▶ _GIVEN INSTRUCTION 1_:
From the forum post below, output the passage that starts at the words "My OS is loaded" and ends after the words "for a buffer.", copied word for word.

▶ _SOURCE DOCUMENT_:
________________

Page 1 of 1

Debugging Assistance Request

Posted: Fri Mar 16, 2007 7:55 am
by Kenny
Hey all.

I have my partial OS up and running. It's an extension of the tutorials of MuOS by Gregor Brunmar at http://hem.passagen.se/gregge/index_hires.html

My OS is loaded with the assembly kernel at 0x7C00 loading and calling a C kernel at 0x7E00, with a stack set up at 0x90000.

The kernel runs in segmented protected mode (as per the tutorials), it scrolls the screen nicely, buffers scan-codes and ascii codes, handles a few commands, etc. No multi-tasking or anything, everything is linear and in one binary. I have an interrupt table which calls my kprintf equivalent for any exceptions then hangs the system.

My problem arose when I created a new command to buffer some data. My keyboard routine called my new procedure, the procedure kprintf'd a debug string, then I declared a variable for a buffer.

Code: Select all

	unsigned char lBuffer[1500];
	short lLength = 0;

This is where things started to go ... odd.

With the buffer defined as 1500 bytes, the machine (and Bochs) would triple-fault and reset as soon as I called the new procedure. It didn't even seem to call my interrupt routines, which should have hung the system. If I change the definition to 1000 bytes, the system seems ok, it's also fine with a buffer of 2000 bytes. With any length between 1000 and 1500, the system will become extremely unstable, sometimes triple-faulting, sometimes calling my exception handlers for exceptions 6 (Invalid OpCode), 8 (Double-fault) or 13 (GPF) sometimes after a long pause.

I concluded that this behaviour must be something to do with the stack overwriting something (or other corruption), then returning to some invalid address or just out "into the weeds", but the kernel is only about 25k. I can also tried moving the inital stack down to start at 0x7000 with the same result.

I've poked around with Bochs, and the triple-fault seems to occur toward the end of my buffer-defining procedure, possibly as it's returning and deallocating the local variables from the stack, but I am unsure how to proceed any further with debugging on either my test machine or Bochs.

I fear that it might be some mistake in my interrupt handler. I've taken a copy of the kernel and tried to reduce it to just the code that causes the problem, but it's still too big to post here, the compiled size is now 4k.

One bizarre (yes, I'd say bizarre) observation I made when reducing the code, I have a section of code similar to the following:

Code: Select all

unsigned char mShiftKeyDown = 0;
unsigned char mCapsLock = 0;
unsigned char mKeymapGB[128] = {
	   0, 0, '1', '2', '3', ...
};

void KeyboardCommandProcessing()
{

	...
	
	if (mShiftKeyDown ^ mCapsLock == 1)
	{
	}
	else
	{
		lASCIICode = mKeymapGB[lScanCode];
	}

	...

}
This checks the status of the Shift and Caps lock keys before converting the keyboard scan code into an ASCII character. As I have modified it, the ELSE path is the only one that will ever be followed. With the code like this, the system triple-faults and reboots, ignoring the interrupt handlers. If I remove the IF and ELSE, leaving just the assignment of lASCIICode from mKeymapGB[], the system does not crash, and carrys on through the code to allocate my 1500 byte buffer properly.

________________

▶ _Region segmentation data_:
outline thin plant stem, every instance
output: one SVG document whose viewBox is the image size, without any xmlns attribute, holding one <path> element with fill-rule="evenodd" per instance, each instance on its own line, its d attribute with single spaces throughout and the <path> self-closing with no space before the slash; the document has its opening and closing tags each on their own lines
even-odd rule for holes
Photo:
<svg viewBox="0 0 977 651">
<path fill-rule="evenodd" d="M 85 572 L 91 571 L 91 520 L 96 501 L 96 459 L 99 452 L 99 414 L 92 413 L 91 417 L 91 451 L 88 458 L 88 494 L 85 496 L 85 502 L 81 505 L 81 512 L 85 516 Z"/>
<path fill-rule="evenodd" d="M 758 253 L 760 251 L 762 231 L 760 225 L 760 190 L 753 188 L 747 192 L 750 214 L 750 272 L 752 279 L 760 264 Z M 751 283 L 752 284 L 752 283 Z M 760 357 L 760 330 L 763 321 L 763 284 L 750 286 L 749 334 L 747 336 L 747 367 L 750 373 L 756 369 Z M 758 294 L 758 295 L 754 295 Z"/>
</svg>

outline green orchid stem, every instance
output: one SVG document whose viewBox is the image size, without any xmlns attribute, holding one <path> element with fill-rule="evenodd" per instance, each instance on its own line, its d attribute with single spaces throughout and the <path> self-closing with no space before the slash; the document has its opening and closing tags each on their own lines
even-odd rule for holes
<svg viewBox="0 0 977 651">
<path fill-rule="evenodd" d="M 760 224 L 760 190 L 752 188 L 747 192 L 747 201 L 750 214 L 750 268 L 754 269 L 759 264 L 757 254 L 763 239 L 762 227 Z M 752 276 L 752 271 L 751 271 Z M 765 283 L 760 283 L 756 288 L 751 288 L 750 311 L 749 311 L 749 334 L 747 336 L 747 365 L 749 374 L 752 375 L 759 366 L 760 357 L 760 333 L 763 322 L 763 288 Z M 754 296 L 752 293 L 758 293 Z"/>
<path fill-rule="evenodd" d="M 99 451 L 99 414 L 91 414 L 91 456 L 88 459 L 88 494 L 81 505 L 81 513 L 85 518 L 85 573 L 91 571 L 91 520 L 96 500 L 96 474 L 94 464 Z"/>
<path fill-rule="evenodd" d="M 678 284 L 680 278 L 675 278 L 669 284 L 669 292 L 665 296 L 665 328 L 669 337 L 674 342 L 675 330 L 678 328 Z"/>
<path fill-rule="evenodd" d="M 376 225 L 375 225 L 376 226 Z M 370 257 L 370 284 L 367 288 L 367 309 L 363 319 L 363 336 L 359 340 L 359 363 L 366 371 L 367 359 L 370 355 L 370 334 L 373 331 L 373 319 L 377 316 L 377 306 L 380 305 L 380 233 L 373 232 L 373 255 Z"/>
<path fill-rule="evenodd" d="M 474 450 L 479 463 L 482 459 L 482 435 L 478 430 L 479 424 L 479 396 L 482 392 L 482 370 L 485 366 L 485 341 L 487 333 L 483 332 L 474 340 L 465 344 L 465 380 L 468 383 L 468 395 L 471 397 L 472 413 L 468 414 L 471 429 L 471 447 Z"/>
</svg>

________________

▶ _GIVEN INSTRUCTION 2_:
Filter the rows above and keep every line that contains the string "outline", matching case exactly.

▶ _TASK RESPONSE 1_:
My OS is loaded with the assembly kernel at 0x7C00 loading and calling a C kernel at 0x7E00, with a stack set up at 0x90000.

The kernel runs in segmented protected mode (as per the tutorials), it scrolls the screen nicely, buffers scan-codes and ascii codes, handles a few commands, etc. No multi-tasking or anything, everything is linear and in one binary. I have an interrupt table which calls my kprintf equivalent for any exceptions then hangs the system.

My problem arose when I created a new command to buffer some data. My keyboard routine called my new procedure, the procedure kprintf'd a debug string, then I declared a variable for a buffer.

▶ _TASK RESPONSE 2_:
outline thin plant stem, every instance
outline green orchid stem, every instance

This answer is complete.